Content starts

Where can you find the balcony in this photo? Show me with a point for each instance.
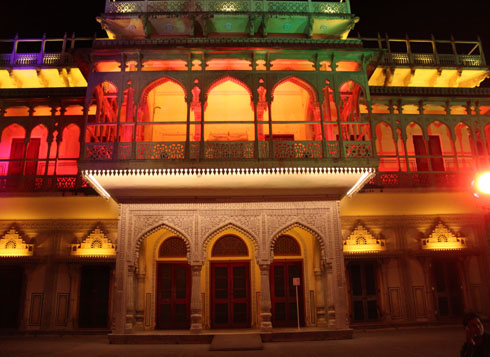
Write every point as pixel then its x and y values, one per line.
pixel 243 151
pixel 151 6
pixel 130 20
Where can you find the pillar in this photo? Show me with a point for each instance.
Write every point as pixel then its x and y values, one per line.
pixel 129 291
pixel 330 313
pixel 320 300
pixel 265 299
pixel 196 302
pixel 140 299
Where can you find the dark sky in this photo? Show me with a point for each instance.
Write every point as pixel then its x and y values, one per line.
pixel 417 18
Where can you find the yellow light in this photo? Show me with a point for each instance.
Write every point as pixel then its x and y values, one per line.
pixel 483 183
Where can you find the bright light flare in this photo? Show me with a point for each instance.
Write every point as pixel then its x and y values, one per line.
pixel 482 183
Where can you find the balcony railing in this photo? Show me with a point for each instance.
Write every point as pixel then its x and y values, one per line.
pixel 233 150
pixel 428 52
pixel 152 6
pixel 424 180
pixel 60 57
pixel 44 183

Content ends

Task goal
Pictures don't belong in the copy. Transcribe every record exactly as it appears.

Response below
Where can you find the balcony in this photo? Show me with a point for each instance.
Write every point as pixel then its x and y values, one per line.
pixel 243 151
pixel 151 6
pixel 130 20
Where can you find the pillar in this photo? Show me with a point for each instance.
Write every point as pixel then its x and y values, one per line.
pixel 129 291
pixel 330 313
pixel 320 300
pixel 265 299
pixel 196 302
pixel 140 299
Where can you find the dark sky in this photo? Show me with a point for each instance.
Write every point as pixel then its x and y values, one per line.
pixel 417 18
Where can you find the yellow light in this photo? Show me with a point for each instance.
Write every point as pixel then its x and y values, one per line.
pixel 483 183
Where can you find the bright light flare in this photo? Show me with a point for each instance.
Write every point as pixel then its x and y values, one per line.
pixel 482 183
Where can you find the balcony railing in this photo? Show me with a point for each instance.
Write every point as pixel then its x and y values, one per line.
pixel 233 150
pixel 428 52
pixel 152 6
pixel 424 180
pixel 60 57
pixel 44 183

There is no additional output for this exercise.